As you may see, I changed your method a bit:

• Added generic type to avoid unsafe type casts;
• Used entity name instead of table name because HQL expects entity name.

Let's start testing

Get all User instances:

@Test
public void testQueryUsers() {
 helper.createUsers();
 for (User user: helper.get(User.class)) {
  System.out.println(user);
 }
}

Output (users with role are still UserWithProfile instances at runtime):

UserWithRole{id=1, name='User-0', role='Role-0'}
User{id=2, name='User-1'}
UserWithRole{id=3, name='User-2', role='Role-2'}
User{id=4, name='User-3'}
UserWithRole{id=5, name='User-4', role='Role-4'}
User{id=6, name='User-5'}
UserWithRole{id=7, name='User-6', role='Role-6'}
User{id=8, name='User-7'}
UserWithRole{id=9, name='User-8', role='Role-8'}
User{id=10, name='User-9'}

SQL query issued by Hibernate:

select
user0_.id as id2_0_,
 user0_.name as name3_0_,
 user0_.role as role4_0_,
 user0_.dtype as dtype1_0_
from
users user0_

Get all UserWithProfile instances:

@Test
public void testQueryUsersWithProfile() {
 helper.createUsers();
 for (User user: helper.get(UserWithRole.class)) {
  System.out.println(user);
 }
}

Output:

UserWithRole{id=1, name='User-0', role='Role-0'}
UserWithRole{id=3, name='User-2', role='Role-2'}
UserWithRole{id=5, name='User-4', role='Role-4'}
UserWithRole{id=7, name='User-6', role='Role-6'}
UserWithRole{id=9, name='User-8', role='Role-8'}

SQL query issued by Hibernate:

select
userwithro0_.id as id2_0_,
 userwithro0_.name as name3_0_,
 userwithro0_.role as role4_0_
from
users userwithro0_
where
userwithro0_.dtype = 'UserWithRole'

Please, let me know if it's what you were looking for.

Answer 2

If you want save common fields in your required tables means suppose you have class A and B and you have some common filed like created_by,updated_by and you want to save field1,field2 in both entity: IN database level:

query> select * from A;
+----++------------------------+
| id | created_by | updated_by |
+----+------------+------------+
|  3 |    xyz     | abc        |
+----+------------+------------+
query> select * from B;
 +----++------------------------+
| id | created_by | updated_by |
+----+------------+------------+
|  3 |    xyz     | abc        |
+----+------------+------------+

for this type of structure you should use @MappedSuperclass as @Dragan Bozanovic suggested

But if you want Parent Child relation and want generate table per class then you can use @Inheritance(strategy = InheritanceType.TABLE_PER_CLASS) it will create table per class e.g: Suppose you have 2 class Payment and CreditCard, Payment is parent class for CreditCard.

MATERIAL PROVIDED:
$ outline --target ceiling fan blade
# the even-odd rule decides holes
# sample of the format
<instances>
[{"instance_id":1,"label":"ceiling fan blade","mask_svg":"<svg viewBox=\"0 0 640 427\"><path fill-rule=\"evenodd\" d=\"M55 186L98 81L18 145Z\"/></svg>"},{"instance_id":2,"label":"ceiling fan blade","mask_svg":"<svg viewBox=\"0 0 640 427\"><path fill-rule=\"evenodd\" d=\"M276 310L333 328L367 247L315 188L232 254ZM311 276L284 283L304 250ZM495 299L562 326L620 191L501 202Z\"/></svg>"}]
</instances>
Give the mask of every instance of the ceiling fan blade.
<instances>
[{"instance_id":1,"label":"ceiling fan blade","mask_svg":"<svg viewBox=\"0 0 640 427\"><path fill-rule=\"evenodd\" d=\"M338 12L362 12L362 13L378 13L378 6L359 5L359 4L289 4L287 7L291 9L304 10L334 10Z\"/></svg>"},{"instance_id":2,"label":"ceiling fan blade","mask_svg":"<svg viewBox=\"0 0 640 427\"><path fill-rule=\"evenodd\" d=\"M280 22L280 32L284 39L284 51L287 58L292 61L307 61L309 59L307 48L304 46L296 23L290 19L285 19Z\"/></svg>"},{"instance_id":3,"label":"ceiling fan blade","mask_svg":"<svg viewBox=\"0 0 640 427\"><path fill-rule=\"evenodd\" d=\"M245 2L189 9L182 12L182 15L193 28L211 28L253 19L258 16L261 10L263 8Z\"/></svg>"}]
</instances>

TO DO:
• a. Return the Hibernate passage from "for this type" to "class for CreditCard.", copied word for word.
• b. Retype the rows above without changing a single character.

ANSWERS PROVIDED:
• a.
for this type of structure you should use @MappedSuperclass as @Dragan Bozanovic suggested

But if you want Parent Child relation and want generate table per class then you can use @Inheritance(strategy = InheritanceType.TABLE_PER_CLASS) it will create table per class e.g: Suppose you have 2 class Payment and CreditCard, Payment is parent class for CreditCard.

• b.
$ outline --target ceiling fan blade
# the even-odd rule decides holes
# sample of the format
<instances>
[{"instance_id":1,"label":"ceiling fan blade","mask_svg":"<svg viewBox=\"0 0 640 427\"><path fill-rule=\"evenodd\" d=\"M55 186L98 81L18 145Z\"/></svg>"},{"instance_id":2,"label":"ceiling fan blade","mask_svg":"<svg viewBox=\"0 0 640 427\"><path fill-rule=\"evenodd\" d=\"M276 310L333 328L367 247L315 188L232 254ZM311 276L284 283L304 250ZM495 299L562 326L620 191L501 202Z\"/></svg>"}]
</instances>
Give the mask of every instance of the ceiling fan blade.
<instances>
[{"instance_id":1,"label":"ceiling fan blade","mask_svg":"<svg viewBox=\"0 0 640 427\"><path fill-rule=\"evenodd\" d=\"M338 12L362 12L362 13L378 13L378 6L359 5L359 4L289 4L287 7L291 9L304 10L334 10Z\"/></svg>"},{"instance_id":2,"label":"ceiling fan blade","mask_svg":"<svg viewBox=\"0 0 640 427\"><path fill-rule=\"evenodd\" d=\"M280 22L280 32L284 39L284 51L287 58L292 61L307 61L309 59L307 48L304 46L296 23L290 19L285 19Z\"/></svg>"},{"instance_id":3,"label":"ceiling fan blade","mask_svg":"<svg viewBox=\"0 0 640 427\"><path fill-rule=\"evenodd\" d=\"M245 2L189 9L182 12L182 15L193 28L211 28L253 19L258 16L261 10L263 8Z\"/></svg>"}]
</instances>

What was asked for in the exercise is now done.